GIVEN TASK » Which lines in the listing below contain the string "tile"? Show each of them in full, treating uppercase and lowercase as different.

(Annotated coordinate records)
◇ ◇ ◇ ◇ ◇ ◇ ◇
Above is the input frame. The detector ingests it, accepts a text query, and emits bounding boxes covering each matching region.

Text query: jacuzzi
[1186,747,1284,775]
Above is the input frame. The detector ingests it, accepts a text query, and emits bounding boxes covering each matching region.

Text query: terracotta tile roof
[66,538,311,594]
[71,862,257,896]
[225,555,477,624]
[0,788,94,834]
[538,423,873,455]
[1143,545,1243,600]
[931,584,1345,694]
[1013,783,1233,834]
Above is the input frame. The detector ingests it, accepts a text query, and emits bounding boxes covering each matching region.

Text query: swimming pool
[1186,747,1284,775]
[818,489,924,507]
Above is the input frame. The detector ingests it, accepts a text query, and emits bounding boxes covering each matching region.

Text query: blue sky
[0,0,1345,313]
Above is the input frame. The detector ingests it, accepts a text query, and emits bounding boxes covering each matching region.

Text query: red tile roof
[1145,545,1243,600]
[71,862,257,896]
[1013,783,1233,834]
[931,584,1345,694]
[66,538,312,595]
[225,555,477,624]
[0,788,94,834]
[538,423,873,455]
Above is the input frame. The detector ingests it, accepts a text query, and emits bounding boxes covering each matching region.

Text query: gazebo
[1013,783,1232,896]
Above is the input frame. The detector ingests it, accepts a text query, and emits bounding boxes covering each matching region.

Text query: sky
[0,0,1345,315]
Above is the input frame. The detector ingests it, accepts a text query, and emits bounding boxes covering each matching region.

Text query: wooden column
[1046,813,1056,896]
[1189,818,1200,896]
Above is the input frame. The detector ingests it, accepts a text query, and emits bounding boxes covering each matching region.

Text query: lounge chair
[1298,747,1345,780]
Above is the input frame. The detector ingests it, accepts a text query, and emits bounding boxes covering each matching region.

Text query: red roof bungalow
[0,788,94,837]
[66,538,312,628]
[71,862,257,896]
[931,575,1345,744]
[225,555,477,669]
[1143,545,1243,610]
◇ ◇ ◇ ◇ ◇ ◇ ◇
SOLUTION TO THIS PROBLEM »
Text query: terracotta tile roof
Text query: red tile roof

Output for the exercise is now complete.